■ **WORK TO COMPLETE**
1. In the article on full moons and motorcycle crashes, who led the study?
2. Write a continuation of the article on full moons and motorcycle crashes, beginning after its final sentence.

(Beginning of DOCUMENT SEGMENT)

The bright light of a full moon or supermoon may seem inviting to motorcyclists eager for a nighttime ride, but that moonlit trip may also come with deadly consequences, a new study finds.
According to data on nighttime motorcycle crashes in the United States from 1975 to 2014, motorcyclists were more likely to die in crashes on nights with full moons. Riders were even more likely to die on nights with supermoons than they were in the weeks before and after the celestial events, researchers found.
"Our study suggests that extra care is needed when riding a motorcycle under a full moon," said lead study author Dr. Donald Redelmeier, a professor of medicine at the University of Toronto, in Canada. [Hyperloop, Jetpacks & More: 9 Futuristic Transit Ideas]
The study was published online today (Dec. 11) in the Christmas issue of the journal The BMJ. The holiday issue is a tongue-in-cheek edition of the medical journal, which normally publishes serious research.
Nearly 5,000 people in the United States die in motorcycle crashes every year. That means that for every seven road traffic deaths, one is motorcycle related, Redelmeier said. "The average ride on a motorcycle is more dangerous than a drunk driver with no seatbelt traveling the same distance," Redelmeier told Live Science.
However, it's difficult to measure distractions that lead to fatal motorcycle accidents. Even motorcyclists who survive accidents usually don't remember what happened immediately leading up the accident, Redelmeier said.

(End of DOCUMENT SEGMENT)
(Beginning of SOURCE MATERIAL)

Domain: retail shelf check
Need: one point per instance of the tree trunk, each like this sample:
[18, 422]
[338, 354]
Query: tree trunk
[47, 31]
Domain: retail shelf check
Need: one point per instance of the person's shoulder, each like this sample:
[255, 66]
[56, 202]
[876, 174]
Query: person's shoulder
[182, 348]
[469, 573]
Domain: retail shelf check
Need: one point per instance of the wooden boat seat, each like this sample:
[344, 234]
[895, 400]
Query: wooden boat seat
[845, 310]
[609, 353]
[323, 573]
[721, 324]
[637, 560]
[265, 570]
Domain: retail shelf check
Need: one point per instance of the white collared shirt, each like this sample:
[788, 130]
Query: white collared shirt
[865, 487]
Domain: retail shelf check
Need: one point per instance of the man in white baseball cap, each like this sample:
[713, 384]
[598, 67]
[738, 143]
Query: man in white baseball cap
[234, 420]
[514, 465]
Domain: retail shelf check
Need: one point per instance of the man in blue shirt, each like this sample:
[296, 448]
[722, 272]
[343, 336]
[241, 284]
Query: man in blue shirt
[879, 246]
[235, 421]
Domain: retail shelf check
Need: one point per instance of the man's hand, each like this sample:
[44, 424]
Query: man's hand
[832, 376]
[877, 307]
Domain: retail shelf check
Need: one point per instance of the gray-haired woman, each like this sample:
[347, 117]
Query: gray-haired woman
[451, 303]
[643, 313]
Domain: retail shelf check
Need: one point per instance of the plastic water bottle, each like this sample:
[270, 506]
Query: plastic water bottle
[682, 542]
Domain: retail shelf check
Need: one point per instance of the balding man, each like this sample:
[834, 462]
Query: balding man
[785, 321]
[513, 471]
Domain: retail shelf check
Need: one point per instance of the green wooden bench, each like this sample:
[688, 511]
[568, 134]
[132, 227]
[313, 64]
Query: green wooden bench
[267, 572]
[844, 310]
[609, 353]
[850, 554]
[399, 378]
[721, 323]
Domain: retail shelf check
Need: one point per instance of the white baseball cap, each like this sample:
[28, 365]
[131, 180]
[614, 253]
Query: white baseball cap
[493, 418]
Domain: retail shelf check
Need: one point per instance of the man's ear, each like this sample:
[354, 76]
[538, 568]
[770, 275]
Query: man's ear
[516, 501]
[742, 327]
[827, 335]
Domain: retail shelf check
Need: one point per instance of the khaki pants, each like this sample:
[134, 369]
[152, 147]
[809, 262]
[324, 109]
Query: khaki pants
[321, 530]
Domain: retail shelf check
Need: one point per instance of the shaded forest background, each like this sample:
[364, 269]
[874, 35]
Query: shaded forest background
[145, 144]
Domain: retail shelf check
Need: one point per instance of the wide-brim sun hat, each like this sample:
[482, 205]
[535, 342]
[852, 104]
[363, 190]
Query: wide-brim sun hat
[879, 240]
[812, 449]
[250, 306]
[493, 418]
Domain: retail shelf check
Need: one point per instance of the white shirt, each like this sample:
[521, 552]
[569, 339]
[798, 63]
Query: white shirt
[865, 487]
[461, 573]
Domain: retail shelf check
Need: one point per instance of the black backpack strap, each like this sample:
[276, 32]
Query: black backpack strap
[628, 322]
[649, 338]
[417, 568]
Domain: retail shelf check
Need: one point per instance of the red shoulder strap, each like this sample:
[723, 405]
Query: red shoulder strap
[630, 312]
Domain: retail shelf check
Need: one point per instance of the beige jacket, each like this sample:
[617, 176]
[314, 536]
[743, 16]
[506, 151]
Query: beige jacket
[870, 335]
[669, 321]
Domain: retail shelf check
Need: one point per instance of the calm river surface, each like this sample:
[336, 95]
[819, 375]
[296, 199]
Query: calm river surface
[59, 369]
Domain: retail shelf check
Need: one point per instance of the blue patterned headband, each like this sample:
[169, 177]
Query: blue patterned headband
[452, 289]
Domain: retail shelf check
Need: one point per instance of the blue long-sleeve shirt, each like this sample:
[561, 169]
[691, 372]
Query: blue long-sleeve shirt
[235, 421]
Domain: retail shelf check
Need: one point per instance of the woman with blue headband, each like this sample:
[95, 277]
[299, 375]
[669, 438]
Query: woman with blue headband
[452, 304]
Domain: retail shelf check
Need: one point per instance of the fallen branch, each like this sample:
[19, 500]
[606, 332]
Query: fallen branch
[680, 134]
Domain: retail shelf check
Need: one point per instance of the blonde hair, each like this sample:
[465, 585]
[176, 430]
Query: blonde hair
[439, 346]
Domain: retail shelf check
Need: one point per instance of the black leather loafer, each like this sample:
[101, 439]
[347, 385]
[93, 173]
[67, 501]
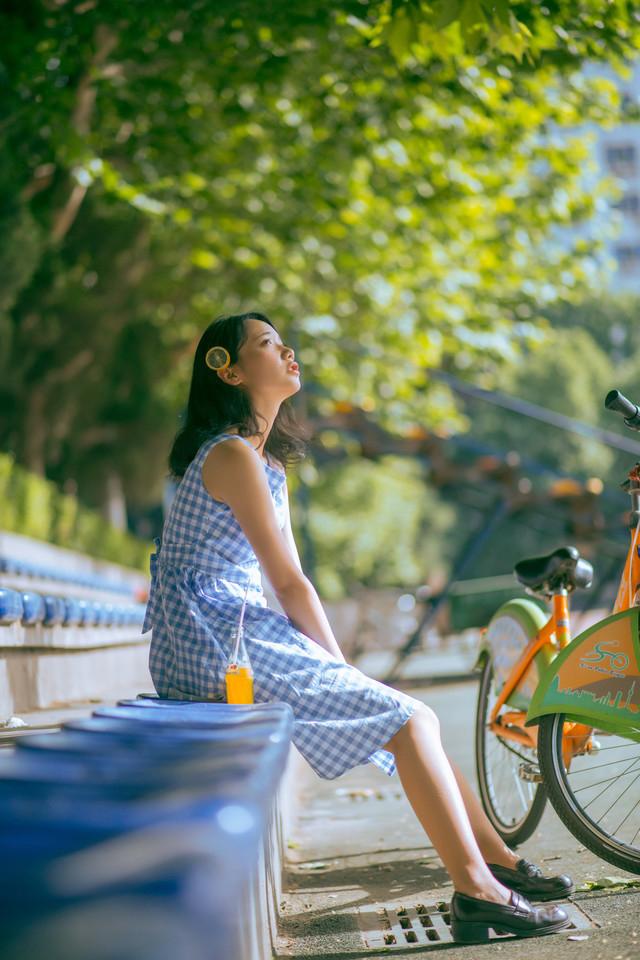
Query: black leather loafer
[527, 878]
[472, 918]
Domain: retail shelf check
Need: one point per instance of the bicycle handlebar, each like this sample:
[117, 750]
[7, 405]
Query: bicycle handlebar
[618, 402]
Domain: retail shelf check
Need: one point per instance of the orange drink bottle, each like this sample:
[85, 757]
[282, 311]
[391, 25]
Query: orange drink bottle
[239, 675]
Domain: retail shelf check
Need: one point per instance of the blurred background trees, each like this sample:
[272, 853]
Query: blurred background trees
[380, 178]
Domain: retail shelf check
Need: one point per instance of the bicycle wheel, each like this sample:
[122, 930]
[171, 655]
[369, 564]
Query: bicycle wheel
[598, 798]
[514, 805]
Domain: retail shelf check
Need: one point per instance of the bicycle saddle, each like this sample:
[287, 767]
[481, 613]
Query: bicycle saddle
[562, 568]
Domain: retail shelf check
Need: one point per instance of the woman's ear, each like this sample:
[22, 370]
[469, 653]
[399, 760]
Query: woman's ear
[229, 376]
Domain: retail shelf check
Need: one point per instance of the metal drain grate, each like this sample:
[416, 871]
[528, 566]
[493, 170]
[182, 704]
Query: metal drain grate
[404, 927]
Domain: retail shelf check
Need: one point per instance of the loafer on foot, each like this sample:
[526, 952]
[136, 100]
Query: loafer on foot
[527, 878]
[473, 918]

(End of SOURCE MATERIAL)

■ **ANSWERS BY ITEM**
1. Dr. Donald Redelmeier, a professor of medicine at the University of Toronto, led the study.

2.
But full moons and supermoons are measureable variables that could distract motorcyclists; they're big and lustrous, especially supermoons, which can be up to 30 percent brighter than regular full moons.
To investigate, the scientists combed through data from the U.S. National Highway Traffic Safety Administration and found all of the motorcycle fatalities occurring from 4 p.m. to 8 a.m. local time over a period of 40 years. This data set included 494 full moons and 65 supermoons.
As a control, the researchers compared motorcycle fatalities on full-moon and supermoon nights to those on the nights one week before and one week after each full moon, Redelmeier said.
Over the moon
In all, about 13,000 people died in motorcycle crashes during the 494 full moon nights and 988 control nights. On average, these motorcyclists tended to be about 32 years old, male, riding in a rural area, not wearing a helmet and involved in a head-on frontal collision.
Calculations show that 9.1 motorcyclists died on nights with full moons, compared with 8.6 motorcyclists who died on nights without full moons. This 5 percent increase amounted to 226 additional fatal crashes on full moon nights over the study period, indicating that for every two full-moon nights, there was one additional fatal accident, the researchers found.
The relative risk was even greater for supermoon nights. A total of 703 fatal crashes happened on these nights, amounting to 10.8 motorcycle fatalities per night, or two additional deaths on supermoon nights compared to control nights. This is about a 22 percent increased relative risk compared to control nights.
The researchers also studied motorcycle crash data in the United Kingdom, Australia and Canada, finding similar trends in those locations.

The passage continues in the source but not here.